- [Exercise]: Within the entries below, the lines from the one with "The <instance> blocks" through the one with "box: [0, 0, 1678, 1074]" are to be set down exactly, both ends kept.

- [Exercise inputs]:
#####

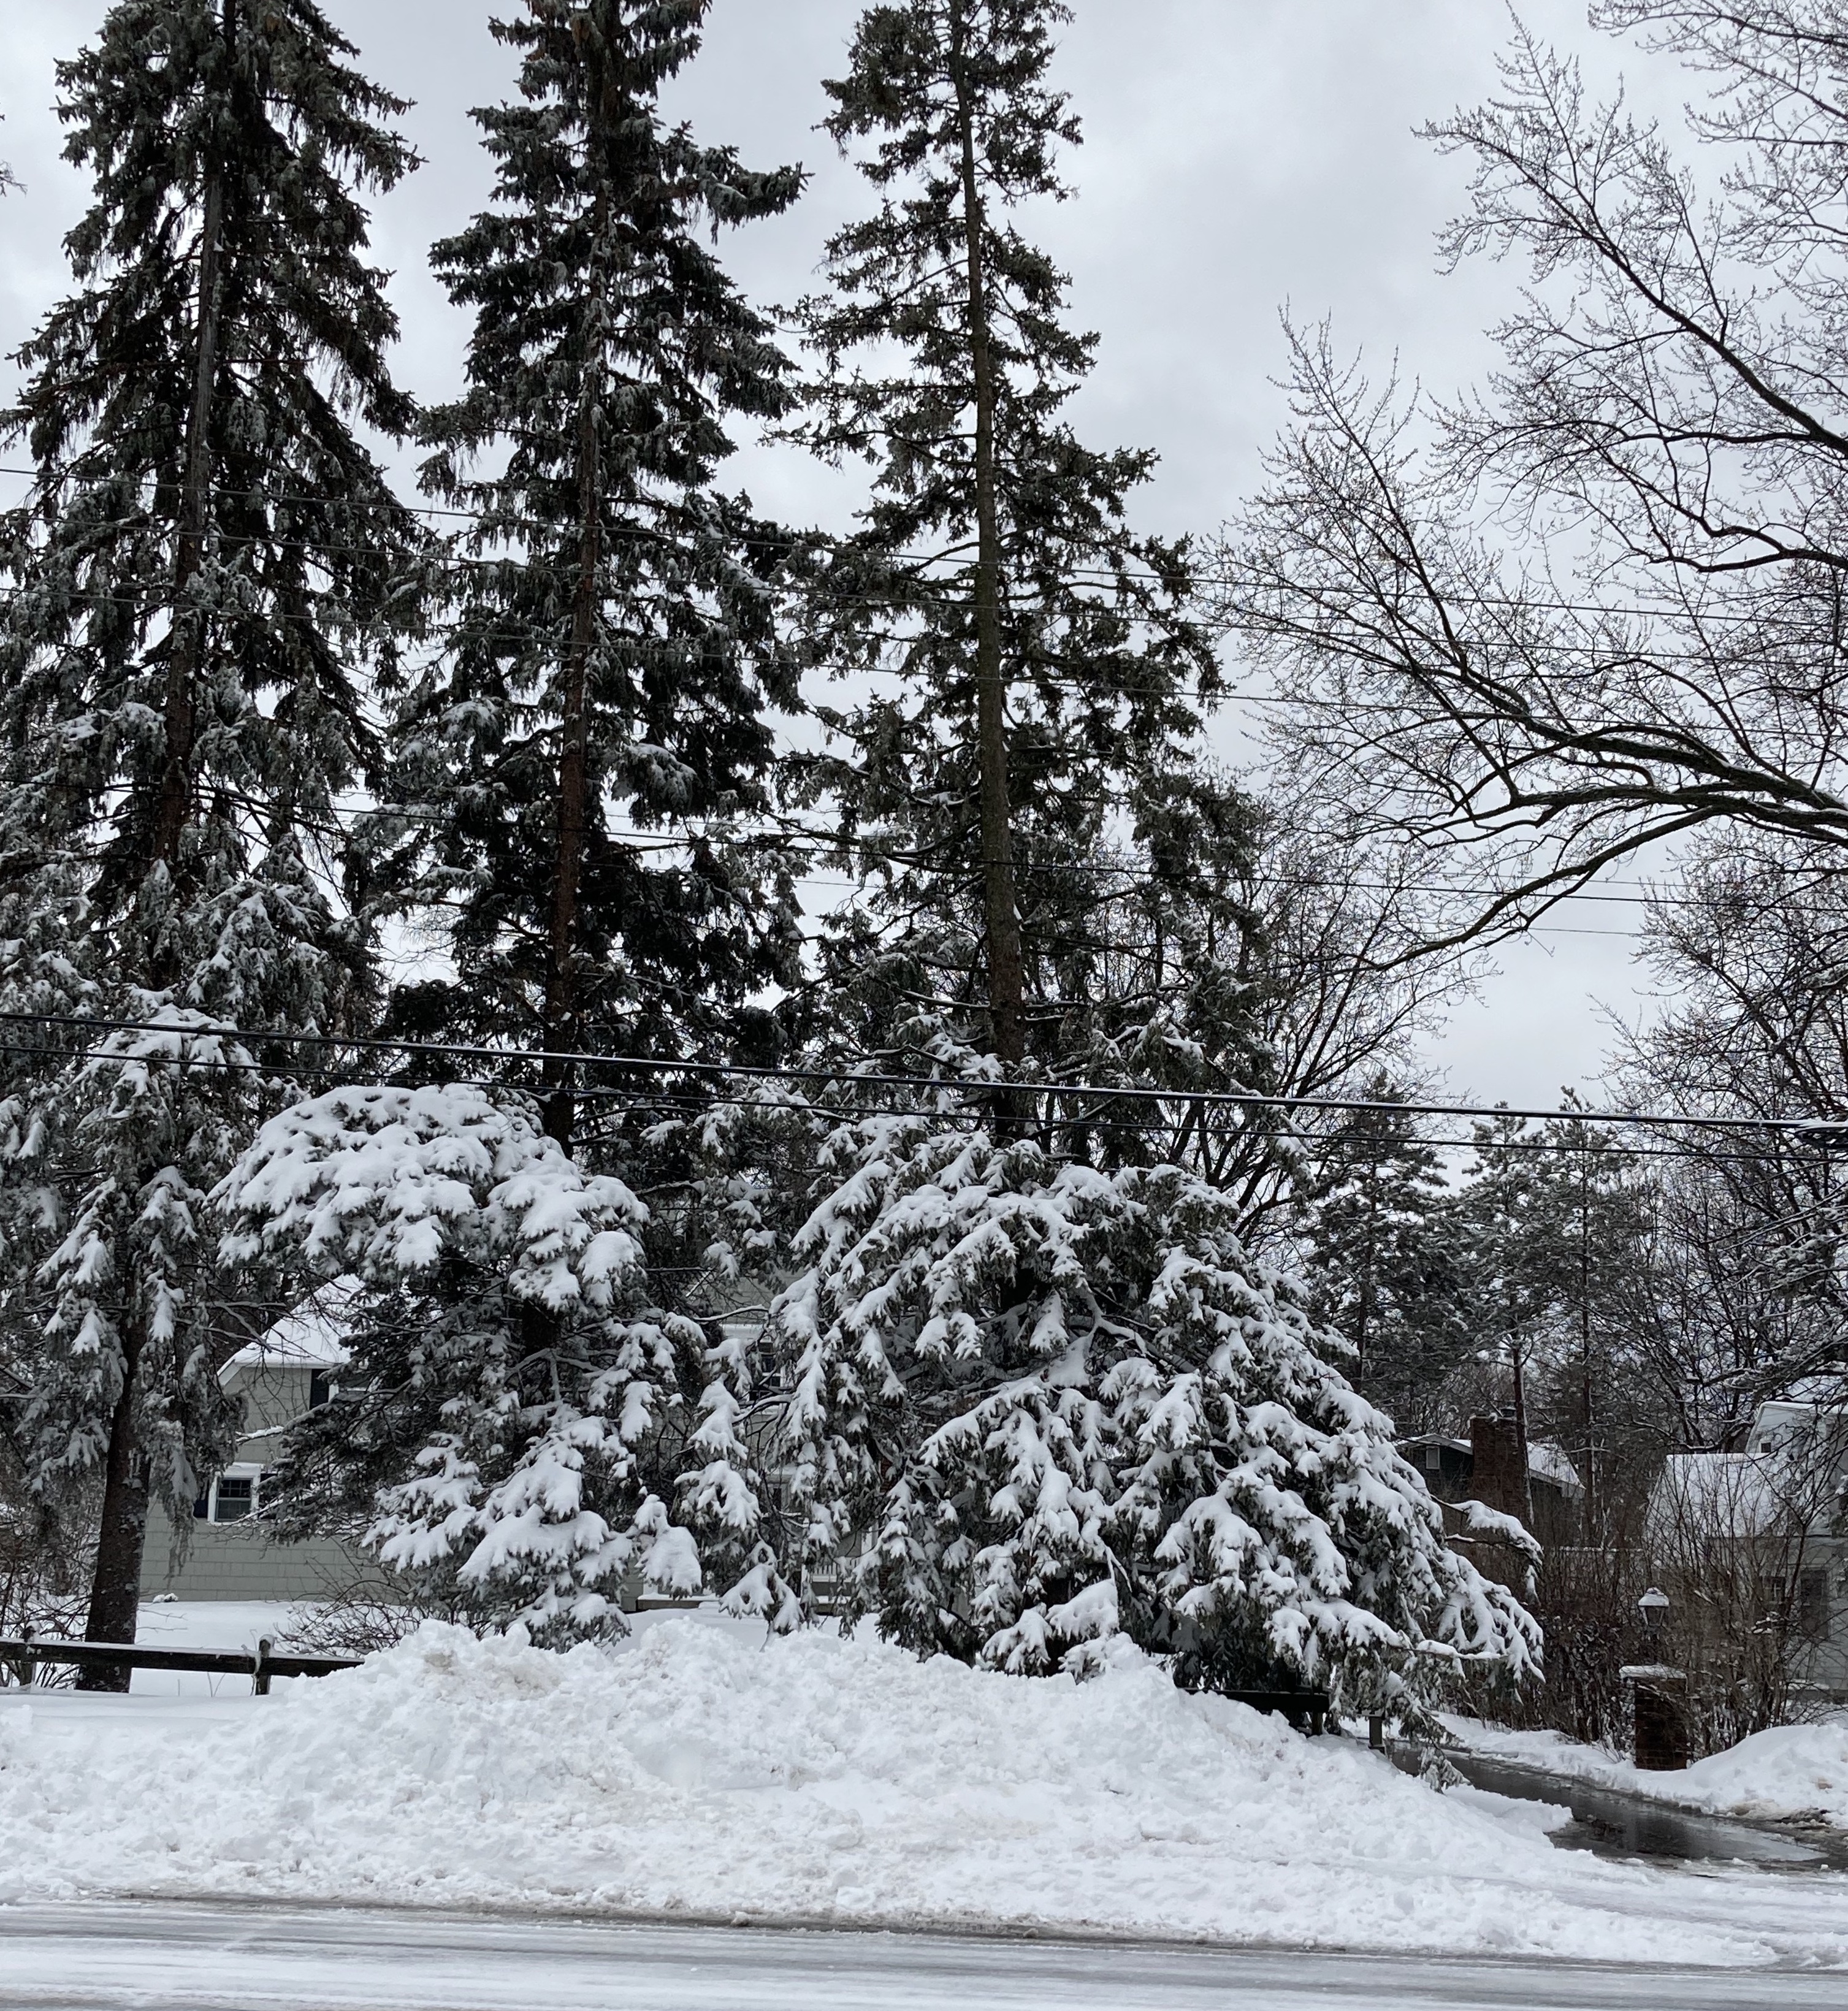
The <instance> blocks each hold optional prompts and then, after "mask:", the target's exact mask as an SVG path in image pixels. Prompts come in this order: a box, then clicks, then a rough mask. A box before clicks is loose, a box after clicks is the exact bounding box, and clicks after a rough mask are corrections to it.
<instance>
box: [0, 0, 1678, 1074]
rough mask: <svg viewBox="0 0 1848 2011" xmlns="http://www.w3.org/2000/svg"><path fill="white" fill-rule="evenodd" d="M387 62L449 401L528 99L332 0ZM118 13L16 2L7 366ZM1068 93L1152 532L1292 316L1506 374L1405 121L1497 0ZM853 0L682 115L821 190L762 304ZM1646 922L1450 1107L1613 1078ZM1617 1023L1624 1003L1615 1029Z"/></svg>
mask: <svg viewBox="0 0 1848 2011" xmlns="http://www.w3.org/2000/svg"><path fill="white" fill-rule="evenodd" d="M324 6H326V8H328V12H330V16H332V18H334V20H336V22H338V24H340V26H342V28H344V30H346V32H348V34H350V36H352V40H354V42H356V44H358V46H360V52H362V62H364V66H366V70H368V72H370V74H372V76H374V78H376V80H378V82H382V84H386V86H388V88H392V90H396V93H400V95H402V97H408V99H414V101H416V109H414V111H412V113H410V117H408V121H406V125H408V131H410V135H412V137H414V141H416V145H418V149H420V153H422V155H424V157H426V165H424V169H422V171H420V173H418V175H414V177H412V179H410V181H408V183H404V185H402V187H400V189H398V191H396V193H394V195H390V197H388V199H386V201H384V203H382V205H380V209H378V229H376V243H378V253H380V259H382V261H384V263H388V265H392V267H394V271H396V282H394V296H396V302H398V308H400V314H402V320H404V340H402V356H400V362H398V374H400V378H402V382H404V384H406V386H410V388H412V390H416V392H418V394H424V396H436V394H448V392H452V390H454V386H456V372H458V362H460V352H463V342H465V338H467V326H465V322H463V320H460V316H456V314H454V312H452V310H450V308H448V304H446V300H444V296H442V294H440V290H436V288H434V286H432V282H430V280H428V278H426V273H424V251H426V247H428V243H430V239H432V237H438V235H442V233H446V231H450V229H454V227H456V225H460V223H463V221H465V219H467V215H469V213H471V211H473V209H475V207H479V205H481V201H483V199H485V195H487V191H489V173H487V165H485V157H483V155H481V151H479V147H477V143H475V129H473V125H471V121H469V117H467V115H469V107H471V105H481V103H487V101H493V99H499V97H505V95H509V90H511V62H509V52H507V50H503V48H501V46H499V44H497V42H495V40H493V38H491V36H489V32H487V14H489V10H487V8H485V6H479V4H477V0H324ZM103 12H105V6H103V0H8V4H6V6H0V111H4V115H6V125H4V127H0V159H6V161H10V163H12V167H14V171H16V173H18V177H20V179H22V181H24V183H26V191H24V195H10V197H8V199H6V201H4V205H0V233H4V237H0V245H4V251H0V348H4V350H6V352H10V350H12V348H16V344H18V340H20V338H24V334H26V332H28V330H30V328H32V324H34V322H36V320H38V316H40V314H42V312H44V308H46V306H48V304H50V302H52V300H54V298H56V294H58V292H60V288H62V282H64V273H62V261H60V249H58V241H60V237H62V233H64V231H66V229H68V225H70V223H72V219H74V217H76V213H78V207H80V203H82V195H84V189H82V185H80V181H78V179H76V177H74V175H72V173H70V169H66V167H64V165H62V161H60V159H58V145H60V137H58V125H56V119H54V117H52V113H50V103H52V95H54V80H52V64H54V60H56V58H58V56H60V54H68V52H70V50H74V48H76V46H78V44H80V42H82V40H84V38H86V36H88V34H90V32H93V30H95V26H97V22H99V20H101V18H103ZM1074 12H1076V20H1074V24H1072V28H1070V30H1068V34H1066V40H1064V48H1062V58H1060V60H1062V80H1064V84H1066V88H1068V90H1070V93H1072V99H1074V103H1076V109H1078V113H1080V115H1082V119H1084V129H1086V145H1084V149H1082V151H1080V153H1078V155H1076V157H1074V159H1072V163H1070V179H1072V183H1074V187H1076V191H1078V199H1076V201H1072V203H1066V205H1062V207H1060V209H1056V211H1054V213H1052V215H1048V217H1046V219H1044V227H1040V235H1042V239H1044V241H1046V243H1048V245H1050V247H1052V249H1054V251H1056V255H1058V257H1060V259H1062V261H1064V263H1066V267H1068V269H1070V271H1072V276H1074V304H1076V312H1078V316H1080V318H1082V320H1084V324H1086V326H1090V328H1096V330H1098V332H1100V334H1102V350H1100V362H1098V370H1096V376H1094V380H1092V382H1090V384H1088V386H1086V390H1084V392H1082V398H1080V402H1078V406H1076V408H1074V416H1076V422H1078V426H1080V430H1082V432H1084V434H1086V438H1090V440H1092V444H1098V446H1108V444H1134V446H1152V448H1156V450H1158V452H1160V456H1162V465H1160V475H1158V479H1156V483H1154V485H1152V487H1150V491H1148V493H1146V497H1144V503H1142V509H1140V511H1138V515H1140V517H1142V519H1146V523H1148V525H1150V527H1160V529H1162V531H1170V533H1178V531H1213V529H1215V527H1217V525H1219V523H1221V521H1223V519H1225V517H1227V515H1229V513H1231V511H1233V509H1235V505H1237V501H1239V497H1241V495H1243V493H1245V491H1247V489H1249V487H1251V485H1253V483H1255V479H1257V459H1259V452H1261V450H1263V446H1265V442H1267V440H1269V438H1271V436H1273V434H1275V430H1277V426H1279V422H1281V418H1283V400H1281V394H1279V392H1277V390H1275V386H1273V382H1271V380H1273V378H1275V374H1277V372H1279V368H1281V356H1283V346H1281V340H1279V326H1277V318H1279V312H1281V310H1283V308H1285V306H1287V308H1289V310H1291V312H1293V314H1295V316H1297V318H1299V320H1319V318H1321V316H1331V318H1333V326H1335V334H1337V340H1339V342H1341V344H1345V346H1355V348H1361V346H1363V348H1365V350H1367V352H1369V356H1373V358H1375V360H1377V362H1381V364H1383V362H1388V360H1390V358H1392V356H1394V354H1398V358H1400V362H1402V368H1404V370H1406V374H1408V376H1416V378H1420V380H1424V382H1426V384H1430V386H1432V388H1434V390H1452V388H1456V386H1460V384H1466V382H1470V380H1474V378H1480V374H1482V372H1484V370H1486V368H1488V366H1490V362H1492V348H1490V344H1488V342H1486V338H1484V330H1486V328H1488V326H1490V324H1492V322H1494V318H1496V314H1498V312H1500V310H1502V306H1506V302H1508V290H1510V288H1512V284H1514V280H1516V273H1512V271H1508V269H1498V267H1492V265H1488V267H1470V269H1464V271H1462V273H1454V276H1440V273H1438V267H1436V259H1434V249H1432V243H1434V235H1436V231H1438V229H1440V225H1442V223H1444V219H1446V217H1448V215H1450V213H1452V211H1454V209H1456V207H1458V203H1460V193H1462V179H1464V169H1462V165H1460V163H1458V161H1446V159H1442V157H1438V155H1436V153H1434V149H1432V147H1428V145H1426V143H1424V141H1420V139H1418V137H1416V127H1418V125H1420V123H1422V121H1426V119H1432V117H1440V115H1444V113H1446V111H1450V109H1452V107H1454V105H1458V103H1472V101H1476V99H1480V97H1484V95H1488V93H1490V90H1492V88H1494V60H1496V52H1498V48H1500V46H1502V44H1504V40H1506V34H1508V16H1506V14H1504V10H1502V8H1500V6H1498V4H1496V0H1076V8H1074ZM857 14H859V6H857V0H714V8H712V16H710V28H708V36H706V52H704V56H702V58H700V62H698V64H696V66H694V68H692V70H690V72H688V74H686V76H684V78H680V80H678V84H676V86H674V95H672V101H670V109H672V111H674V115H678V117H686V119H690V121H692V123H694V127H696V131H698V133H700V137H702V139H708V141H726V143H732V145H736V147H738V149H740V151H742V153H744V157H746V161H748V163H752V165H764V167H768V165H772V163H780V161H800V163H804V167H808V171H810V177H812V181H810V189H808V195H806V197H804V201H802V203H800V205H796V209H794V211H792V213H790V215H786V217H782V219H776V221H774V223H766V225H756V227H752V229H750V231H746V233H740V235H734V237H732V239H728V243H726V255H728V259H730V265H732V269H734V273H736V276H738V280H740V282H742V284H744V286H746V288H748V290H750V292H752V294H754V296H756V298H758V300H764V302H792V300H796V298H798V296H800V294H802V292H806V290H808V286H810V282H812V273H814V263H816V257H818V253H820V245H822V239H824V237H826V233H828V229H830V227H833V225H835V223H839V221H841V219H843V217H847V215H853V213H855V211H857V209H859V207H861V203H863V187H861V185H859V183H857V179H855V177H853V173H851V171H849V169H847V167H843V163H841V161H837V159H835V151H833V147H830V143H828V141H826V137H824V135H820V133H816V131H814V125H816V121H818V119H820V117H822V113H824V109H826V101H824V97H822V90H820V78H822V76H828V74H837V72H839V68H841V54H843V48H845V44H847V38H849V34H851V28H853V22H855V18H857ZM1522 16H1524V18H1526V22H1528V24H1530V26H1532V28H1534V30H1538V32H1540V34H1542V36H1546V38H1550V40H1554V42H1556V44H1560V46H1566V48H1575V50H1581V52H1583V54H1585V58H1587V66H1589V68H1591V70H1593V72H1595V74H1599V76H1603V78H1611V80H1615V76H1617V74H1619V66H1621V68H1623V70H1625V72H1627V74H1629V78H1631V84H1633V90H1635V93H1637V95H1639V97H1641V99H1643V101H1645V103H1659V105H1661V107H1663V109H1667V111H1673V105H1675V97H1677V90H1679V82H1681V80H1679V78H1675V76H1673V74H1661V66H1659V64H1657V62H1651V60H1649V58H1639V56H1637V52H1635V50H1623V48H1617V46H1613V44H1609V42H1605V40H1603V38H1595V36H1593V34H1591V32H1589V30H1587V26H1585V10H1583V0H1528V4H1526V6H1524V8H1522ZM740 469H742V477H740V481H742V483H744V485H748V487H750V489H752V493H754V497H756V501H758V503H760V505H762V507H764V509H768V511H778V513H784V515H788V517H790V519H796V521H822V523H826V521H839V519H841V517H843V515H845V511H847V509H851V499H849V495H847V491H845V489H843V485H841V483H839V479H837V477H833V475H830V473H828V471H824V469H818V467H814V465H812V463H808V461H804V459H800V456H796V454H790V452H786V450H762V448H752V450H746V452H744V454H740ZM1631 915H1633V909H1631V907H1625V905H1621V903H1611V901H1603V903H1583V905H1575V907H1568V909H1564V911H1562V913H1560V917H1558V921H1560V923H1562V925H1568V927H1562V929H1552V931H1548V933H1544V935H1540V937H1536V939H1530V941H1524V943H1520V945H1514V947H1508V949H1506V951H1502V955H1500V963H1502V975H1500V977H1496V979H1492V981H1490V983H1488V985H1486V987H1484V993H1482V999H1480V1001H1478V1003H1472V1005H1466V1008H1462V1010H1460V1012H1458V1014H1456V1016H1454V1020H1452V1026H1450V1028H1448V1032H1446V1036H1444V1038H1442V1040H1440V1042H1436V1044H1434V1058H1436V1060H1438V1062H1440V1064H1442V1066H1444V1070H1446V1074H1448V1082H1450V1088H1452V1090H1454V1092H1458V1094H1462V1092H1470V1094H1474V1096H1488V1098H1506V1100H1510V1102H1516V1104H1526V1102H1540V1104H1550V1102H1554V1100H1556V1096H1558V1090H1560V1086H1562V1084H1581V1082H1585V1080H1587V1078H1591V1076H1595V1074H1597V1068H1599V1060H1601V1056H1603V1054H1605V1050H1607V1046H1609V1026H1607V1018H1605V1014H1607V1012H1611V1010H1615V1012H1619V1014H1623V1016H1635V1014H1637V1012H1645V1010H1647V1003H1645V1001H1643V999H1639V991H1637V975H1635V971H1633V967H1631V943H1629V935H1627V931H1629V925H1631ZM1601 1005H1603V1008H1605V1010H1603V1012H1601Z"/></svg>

#####

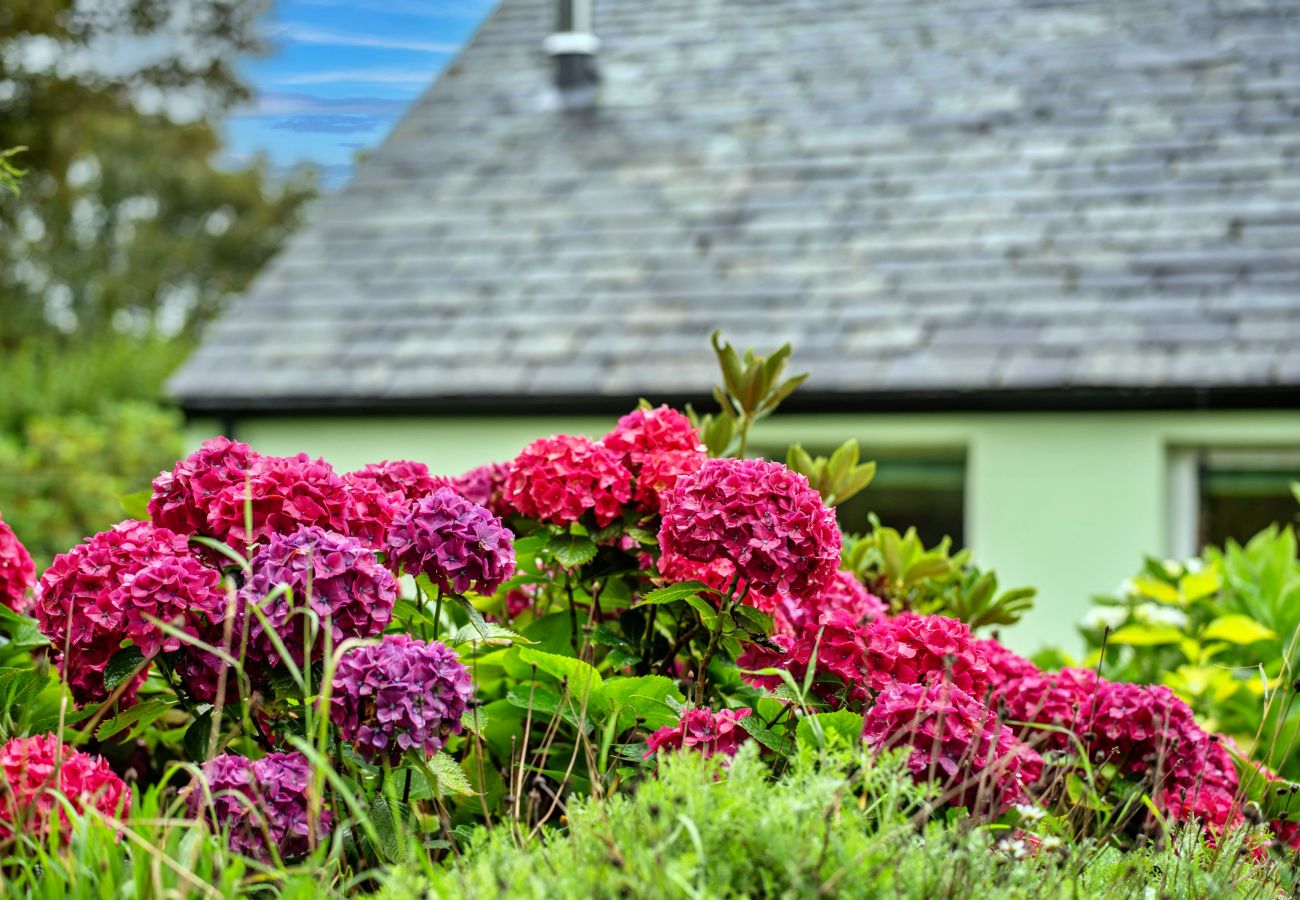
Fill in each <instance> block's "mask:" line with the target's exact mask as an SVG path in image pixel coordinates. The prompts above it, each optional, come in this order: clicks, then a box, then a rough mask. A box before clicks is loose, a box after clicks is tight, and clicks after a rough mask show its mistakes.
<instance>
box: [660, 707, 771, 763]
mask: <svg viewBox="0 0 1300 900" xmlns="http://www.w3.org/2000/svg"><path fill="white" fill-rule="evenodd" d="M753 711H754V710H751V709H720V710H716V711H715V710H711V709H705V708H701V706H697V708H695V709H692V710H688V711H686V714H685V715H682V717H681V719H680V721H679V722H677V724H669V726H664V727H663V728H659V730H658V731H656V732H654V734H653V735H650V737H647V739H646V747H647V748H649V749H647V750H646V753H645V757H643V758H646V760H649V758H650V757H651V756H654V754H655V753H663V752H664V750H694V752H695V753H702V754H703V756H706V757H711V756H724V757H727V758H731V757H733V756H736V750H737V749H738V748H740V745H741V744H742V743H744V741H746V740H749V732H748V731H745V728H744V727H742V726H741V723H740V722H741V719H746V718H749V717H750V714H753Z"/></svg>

#####

- [The answer]:
The <instance> blocks each hold optional prompts and then, after "mask:", the target's exact mask as an SVG path in image pixels. Prompts come in this order: a box, then clicks, then a rough mask. A box before clicks is loose, a box after clicks is the exact bounding box, and clicks after a rough mask are corrections to it.
<instance>
box: [0, 0, 1678, 1074]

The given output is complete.